# [Written task]
Copy the data below verbatim, character for character, but omit the pictures.
[start of The records]
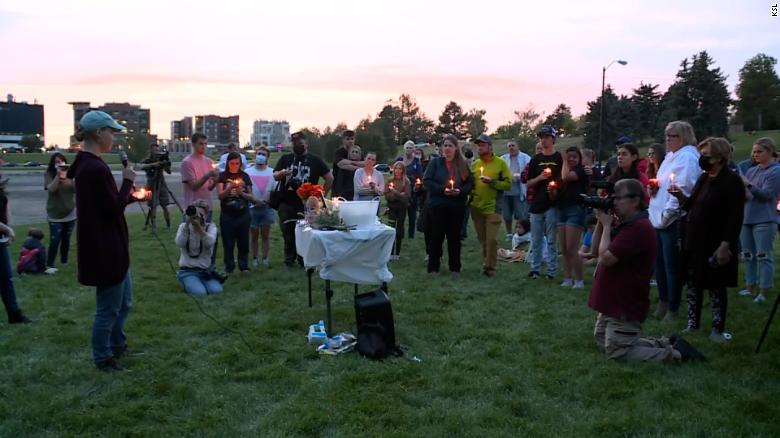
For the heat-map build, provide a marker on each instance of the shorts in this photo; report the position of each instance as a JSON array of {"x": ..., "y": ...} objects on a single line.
[
  {"x": 261, "y": 216},
  {"x": 514, "y": 207},
  {"x": 572, "y": 215}
]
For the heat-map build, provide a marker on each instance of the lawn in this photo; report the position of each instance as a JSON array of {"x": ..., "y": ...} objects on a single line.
[{"x": 506, "y": 356}]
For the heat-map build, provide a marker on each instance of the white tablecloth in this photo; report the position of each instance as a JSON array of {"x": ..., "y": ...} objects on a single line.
[{"x": 355, "y": 256}]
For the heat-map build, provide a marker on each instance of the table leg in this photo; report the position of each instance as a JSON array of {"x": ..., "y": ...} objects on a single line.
[
  {"x": 328, "y": 296},
  {"x": 308, "y": 273}
]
[end of The records]
# [The solution]
For the heat-map build, provide a marker on each instance of the shorts in this photo; report the position of each instance as a JSON array of {"x": ..., "y": ...} objects on a single line.
[
  {"x": 261, "y": 216},
  {"x": 514, "y": 207},
  {"x": 572, "y": 215}
]
For the heat-map build, provide a marker on each instance of the lawn in this photo; report the position of each instance as a JSON array of {"x": ..., "y": ...} objects on a single line.
[{"x": 506, "y": 356}]
For the heat-map build, provide a marker on each instance of the white tablecloth in this photo; report the position of each instance as a JSON array of {"x": ..., "y": ...} objects on a single line.
[{"x": 355, "y": 256}]
For the heat-map build, provide a marker on each instance of the table leg in this photo; report the position of each instance as a JSON array of {"x": ..., "y": ...} objects on a single line.
[
  {"x": 328, "y": 296},
  {"x": 308, "y": 273}
]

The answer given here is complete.